Document excerpt>
Industry Needs Railways to Improve Their Service

by | Feb 16, 2024 | 2024, January/February, Logging & Sawmilling Journal

Recently, a new rail advocacy group from Alberta called the Community Rail Advocacy Alliance (CRAA), of which the Alberta Forest Products Association (AFPA) is a member, stated in an Opinion piece in the Edmonton Journal newspaper that “right now, 20 to 30 per cent of the railcars ordered to forestry mills do not show up.”

Kelly Levis, Vice-President of Industrial Products at CN Rail, spoke recently at a forest industry conference, and noted that CN is spending upwards of $27 billion over the next two years, to deal with congestion on its railway network in Western Canada.

Brock Mulligan, Senior Vice-President at AFPA, says that at present, this situation has generally gotten better but the challenge has not gone away—and could easily take a step backward with changing market conditions. There is still an ongoing issue with inconsistent and unpredictable railcar delivery service.

“Poor service to remote areas is not something that our industry can tolerate from a viability standpoint,” he says. “It’s not that there is a perpetual shortage of boxcars. It’s that service can be inconsistent and unpredictable.

“Our view is that this system is critical infrastructure,” Mulligan added. “It’s like the electrical grid or healthcare. It’s a lifeline to communities and it can’t be inconsistent. It has to work well all the time. That’s an ongoing challenge and they (railways) need to figure out how to solve it.”

He says that this is a huge challenge for the forest industry because delivery issues affect forest companies’ reputation with customers, impact costs when such alternatives as trucking and warehousing of product is considered, and ultimately impacts the viability of operations.

Inadequate rail service is not just a concern in Alberta, because as recently as last spring, issues with the timely delivery of railcars actually caused forest industry leaders like Canfor and Paper Excellence to slow down production.

Canfor reduced operating schedules at 11 sawmills in Western Canada for four weeks, blaming the “global supply chain slowdown.” The Paper Excellence pulp mill in Meadow Lake, Saskatchewan also slowed down production indefinitely because of what it said was a recurring lack of railway service.

At present, according to CN Rail, forest products represent 12 per cent of its overall business, broken down to 36 per cent lumber and panels, 56 per cent pulp and paper, and eight per cent wood pellets. Forest products represent about four per cent, overall, of CP Rail’s business.

So, what’s to blame for this less than adequate railcar delivery service?

The CRAA blames not enough railcars, power and crews, as well as “unfair car-allocation practices.”

Described as a “file with a lot of history of rawness,” the rail car situation has spurred the creation of organizations like the CRAA. One reason that the organization came together is that they felt as individuals, their concerns weren’t being heard by the federal government, the railways or regulators.

“The past several years have shown how fragile and vital our supply chains are,” Mulligan says. “We want to see significant investment in our railway network for strengthened infrastructure, rolling stock, and human resources to keep Alberta’s and Canada’s supply chains on track.”

Kelly Levis, Vice-President of Industrial Products at CN Rail and headquartered at the railway’s head office in Montreal, was the first presenter at AFPA’s annual conference this past fall. She also met face-to-face earlier with CRAA members in Grande Prairie, Alberta. Mulligan says that the CRAA is encouraged by this first step toward better communication. Levis is ultimately responsible for the movement of industrial goods on the rail company’s network.

Once Levis took the podium at the AFPA event, it was as if she had read the CRAA’s Opinion piece line by line, taking great pains to address each of the concerns, essentially asking those present to try to understand the reality of how the railway operates, while acknowledging that CN Rail has a congestion problem on its network in Western Canada.

Raw data>
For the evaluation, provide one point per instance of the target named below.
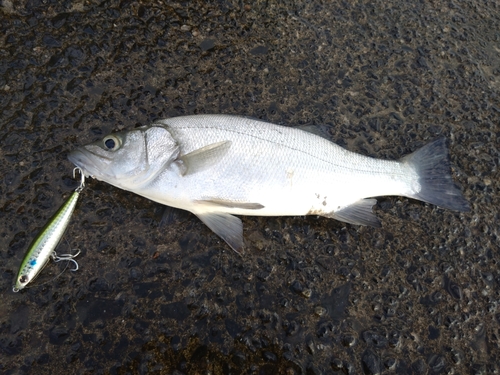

Brief>
Using the article on railway service for the forest industry, answer these:
1. What share of railcars ordered to forestry mills does the CRAA say do not show up?
2. At how many sawmills did Canfor reduce operating schedules, and for how long?
3. What percentage of CN Rail's overall business do forest products represent?

Exercise response>
1. 20 to 30 percent.
2. 11 sawmills in Western Canada, for four weeks.
3. 12 percent.